▶ [WRITTEN EXERCISE]:
Repeat word for word the entries from the line with "find the cow's ear in the photo above" up to and including the final line of the entries.

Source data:
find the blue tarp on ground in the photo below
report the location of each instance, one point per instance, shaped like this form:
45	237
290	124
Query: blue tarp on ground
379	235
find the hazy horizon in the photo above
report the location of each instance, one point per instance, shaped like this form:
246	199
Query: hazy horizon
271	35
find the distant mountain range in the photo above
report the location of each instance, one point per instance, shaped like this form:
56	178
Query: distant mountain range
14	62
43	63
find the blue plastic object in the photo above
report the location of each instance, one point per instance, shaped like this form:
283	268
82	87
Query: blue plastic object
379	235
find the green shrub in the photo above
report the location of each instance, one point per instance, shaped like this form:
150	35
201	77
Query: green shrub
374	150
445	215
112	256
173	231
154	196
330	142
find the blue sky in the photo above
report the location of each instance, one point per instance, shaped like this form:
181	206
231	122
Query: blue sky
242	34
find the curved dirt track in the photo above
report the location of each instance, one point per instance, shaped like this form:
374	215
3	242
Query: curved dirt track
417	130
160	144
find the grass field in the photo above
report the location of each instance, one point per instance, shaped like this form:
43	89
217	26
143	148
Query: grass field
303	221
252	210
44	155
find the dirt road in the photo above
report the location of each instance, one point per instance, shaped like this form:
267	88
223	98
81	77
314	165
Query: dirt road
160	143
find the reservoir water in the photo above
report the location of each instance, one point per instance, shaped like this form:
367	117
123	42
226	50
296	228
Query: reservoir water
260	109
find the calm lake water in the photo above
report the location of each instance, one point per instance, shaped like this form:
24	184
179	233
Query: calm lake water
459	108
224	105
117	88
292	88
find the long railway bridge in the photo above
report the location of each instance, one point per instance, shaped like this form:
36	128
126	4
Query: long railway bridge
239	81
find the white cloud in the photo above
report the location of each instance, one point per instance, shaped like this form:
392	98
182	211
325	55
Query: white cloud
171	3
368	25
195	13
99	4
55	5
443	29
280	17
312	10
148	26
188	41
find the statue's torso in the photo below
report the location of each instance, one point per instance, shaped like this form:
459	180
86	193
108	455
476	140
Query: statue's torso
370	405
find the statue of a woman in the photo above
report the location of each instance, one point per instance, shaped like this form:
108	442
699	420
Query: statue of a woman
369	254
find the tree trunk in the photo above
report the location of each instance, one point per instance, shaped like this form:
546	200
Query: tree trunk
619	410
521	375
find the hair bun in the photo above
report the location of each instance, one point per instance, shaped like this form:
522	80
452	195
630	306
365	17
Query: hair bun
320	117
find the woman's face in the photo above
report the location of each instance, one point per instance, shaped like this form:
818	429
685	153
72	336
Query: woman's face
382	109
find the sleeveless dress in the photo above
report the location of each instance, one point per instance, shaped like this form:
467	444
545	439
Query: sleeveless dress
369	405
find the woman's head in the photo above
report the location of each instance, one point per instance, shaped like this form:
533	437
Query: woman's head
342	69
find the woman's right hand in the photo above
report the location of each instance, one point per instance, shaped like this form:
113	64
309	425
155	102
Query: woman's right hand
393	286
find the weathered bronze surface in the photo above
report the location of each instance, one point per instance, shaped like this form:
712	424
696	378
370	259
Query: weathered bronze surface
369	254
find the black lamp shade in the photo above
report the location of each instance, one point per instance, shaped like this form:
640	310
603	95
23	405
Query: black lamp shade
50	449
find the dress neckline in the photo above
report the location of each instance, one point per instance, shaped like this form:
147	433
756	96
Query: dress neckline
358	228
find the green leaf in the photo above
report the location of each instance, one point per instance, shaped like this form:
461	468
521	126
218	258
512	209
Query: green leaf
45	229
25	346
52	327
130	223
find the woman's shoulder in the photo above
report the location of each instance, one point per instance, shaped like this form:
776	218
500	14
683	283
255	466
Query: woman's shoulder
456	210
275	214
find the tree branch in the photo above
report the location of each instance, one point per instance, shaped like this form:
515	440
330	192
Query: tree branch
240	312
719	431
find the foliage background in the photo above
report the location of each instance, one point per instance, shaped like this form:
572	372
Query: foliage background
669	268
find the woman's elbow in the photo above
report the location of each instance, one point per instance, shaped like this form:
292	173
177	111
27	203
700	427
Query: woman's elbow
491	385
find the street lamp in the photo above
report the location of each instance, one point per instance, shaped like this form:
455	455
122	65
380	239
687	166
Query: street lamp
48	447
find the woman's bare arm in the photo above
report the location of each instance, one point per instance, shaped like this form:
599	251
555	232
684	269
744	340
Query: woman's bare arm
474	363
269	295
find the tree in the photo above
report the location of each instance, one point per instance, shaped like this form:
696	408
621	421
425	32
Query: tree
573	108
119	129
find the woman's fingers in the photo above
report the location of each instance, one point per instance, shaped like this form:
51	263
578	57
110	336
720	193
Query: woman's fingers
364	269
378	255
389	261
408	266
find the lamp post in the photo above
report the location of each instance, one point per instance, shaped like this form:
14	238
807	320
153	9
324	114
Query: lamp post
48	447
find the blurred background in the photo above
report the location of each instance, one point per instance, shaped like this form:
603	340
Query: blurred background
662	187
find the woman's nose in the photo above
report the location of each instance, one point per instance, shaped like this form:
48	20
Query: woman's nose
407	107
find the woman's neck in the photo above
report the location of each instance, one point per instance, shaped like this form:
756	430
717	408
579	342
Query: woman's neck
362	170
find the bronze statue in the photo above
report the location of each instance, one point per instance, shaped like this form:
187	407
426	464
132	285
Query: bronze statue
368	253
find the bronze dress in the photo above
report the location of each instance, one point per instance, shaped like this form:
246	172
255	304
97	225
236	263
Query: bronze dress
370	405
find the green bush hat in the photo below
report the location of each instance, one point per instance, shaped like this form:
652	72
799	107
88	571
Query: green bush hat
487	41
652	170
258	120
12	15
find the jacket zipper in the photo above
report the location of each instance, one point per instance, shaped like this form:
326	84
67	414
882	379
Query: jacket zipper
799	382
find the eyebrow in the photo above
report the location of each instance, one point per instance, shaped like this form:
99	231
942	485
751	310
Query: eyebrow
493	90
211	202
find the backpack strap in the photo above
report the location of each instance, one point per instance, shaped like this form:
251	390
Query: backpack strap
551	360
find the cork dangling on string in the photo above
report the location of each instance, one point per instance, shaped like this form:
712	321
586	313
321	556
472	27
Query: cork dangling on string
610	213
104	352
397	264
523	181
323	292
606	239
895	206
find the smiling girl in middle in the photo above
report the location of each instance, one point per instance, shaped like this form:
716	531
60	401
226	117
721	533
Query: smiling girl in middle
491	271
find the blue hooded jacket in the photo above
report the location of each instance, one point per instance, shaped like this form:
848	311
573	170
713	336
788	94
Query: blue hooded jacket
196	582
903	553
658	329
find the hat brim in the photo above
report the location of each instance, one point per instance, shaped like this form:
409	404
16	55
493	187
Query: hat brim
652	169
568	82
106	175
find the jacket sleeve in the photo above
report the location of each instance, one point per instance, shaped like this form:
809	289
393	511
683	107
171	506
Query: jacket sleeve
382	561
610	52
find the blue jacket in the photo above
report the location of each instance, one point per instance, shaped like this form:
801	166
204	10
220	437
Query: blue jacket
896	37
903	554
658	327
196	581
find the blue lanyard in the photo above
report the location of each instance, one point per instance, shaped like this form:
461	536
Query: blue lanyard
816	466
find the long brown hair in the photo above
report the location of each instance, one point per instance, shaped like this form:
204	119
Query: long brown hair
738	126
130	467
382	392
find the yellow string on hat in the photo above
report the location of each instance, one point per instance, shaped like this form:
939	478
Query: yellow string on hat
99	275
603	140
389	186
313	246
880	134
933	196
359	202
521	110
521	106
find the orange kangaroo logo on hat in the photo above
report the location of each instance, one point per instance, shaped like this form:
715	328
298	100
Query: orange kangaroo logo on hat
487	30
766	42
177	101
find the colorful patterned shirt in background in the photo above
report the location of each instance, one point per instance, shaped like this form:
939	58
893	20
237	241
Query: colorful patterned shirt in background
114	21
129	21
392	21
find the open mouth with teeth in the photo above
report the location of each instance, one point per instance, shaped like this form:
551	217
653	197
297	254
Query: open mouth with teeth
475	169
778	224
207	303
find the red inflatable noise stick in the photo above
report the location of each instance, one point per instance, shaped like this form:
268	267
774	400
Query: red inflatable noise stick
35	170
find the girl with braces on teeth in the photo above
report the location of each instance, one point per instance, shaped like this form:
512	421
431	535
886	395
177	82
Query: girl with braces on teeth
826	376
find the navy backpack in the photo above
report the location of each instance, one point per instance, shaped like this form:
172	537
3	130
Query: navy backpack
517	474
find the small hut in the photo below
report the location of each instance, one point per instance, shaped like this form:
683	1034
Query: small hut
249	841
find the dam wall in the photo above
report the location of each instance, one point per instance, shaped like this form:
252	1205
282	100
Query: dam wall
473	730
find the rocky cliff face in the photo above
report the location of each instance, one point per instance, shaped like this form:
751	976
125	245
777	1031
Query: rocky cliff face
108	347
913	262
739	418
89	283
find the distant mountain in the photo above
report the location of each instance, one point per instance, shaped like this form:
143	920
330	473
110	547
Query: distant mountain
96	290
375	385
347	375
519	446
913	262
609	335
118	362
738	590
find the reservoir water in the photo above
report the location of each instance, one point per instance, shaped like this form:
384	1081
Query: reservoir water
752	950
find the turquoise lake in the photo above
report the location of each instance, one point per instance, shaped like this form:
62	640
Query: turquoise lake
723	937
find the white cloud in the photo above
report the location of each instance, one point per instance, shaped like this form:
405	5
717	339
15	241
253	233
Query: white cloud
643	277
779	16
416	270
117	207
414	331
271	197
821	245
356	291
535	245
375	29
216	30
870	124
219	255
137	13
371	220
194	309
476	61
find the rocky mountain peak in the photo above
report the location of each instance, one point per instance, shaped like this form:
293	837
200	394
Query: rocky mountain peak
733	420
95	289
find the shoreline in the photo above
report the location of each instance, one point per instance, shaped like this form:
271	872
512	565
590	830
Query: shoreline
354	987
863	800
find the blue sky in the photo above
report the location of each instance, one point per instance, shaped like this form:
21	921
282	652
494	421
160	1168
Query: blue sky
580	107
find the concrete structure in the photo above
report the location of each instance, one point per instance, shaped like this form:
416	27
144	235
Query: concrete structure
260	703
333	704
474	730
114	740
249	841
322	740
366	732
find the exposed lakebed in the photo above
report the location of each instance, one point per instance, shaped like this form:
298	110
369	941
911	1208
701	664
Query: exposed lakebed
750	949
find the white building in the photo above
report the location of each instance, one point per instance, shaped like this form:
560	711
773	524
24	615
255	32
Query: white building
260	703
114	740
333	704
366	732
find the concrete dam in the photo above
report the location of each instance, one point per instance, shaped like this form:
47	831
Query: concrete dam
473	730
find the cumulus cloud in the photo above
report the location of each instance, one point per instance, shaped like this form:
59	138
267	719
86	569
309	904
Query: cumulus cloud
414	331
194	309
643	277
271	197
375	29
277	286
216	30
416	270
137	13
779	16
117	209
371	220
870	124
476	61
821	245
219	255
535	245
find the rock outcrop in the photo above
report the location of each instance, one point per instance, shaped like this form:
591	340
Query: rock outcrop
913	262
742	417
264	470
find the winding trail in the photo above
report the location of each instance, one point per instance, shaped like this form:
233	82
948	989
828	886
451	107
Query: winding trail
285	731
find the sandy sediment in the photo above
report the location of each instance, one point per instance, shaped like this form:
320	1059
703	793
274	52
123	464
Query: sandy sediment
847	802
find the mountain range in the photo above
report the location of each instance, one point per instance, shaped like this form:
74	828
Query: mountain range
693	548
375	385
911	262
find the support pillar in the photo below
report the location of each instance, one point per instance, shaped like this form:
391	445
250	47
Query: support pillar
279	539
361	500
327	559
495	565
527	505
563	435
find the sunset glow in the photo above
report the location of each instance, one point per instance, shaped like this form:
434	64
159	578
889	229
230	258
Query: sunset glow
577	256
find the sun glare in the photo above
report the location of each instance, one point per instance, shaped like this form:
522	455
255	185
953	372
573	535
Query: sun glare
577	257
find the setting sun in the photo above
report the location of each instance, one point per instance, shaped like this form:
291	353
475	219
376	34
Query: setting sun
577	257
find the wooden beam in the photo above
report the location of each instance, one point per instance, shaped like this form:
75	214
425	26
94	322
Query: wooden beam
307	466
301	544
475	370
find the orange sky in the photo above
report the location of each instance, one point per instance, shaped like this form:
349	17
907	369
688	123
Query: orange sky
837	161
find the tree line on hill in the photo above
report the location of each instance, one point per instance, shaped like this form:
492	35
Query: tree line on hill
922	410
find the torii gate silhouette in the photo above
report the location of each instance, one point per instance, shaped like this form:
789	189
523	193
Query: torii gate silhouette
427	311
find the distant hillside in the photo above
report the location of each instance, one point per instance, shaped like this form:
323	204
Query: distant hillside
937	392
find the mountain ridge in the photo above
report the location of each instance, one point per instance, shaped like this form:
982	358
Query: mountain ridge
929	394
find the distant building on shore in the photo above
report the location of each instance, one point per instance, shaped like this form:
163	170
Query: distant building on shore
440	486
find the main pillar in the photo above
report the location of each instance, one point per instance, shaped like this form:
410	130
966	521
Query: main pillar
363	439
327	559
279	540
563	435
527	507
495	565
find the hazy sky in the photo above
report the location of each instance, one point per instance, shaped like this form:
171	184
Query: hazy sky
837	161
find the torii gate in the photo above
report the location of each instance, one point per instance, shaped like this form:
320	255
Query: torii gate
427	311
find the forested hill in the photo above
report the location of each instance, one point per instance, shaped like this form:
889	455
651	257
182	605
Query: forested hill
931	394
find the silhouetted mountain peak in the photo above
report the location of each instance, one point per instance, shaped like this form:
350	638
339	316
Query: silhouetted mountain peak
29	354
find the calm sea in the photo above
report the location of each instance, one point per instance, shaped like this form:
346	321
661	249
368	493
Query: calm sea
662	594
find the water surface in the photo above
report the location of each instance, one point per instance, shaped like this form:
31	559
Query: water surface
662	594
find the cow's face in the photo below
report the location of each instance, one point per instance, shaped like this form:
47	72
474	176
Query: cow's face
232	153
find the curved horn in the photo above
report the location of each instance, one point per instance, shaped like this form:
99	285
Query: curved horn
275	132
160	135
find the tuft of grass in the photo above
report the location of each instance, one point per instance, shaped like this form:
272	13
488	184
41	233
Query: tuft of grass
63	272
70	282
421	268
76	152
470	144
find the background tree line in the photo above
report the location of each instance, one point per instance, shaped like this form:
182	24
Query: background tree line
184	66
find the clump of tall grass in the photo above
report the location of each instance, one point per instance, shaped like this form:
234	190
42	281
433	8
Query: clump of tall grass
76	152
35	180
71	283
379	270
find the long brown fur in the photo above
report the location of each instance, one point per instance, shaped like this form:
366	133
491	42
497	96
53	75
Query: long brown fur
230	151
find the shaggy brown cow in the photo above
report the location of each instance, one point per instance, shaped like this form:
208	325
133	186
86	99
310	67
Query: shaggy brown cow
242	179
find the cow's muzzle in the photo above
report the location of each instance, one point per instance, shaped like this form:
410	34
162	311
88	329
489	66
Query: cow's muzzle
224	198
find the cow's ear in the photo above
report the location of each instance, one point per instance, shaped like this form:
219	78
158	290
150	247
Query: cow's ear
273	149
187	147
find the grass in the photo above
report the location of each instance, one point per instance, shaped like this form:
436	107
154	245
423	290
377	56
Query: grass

▶ [OUTPUT FOR THIS TASK]:
find the cow's ear in the photo above
report the location of each instance, one point per instance, shaped like this form:
219	78
158	290
150	247
Query: cow's ear
273	149
187	147
find the grass in the photo above
report the location of each instance, one point per instance, shaped like this form:
436	107
154	245
423	290
377	56
Query: grass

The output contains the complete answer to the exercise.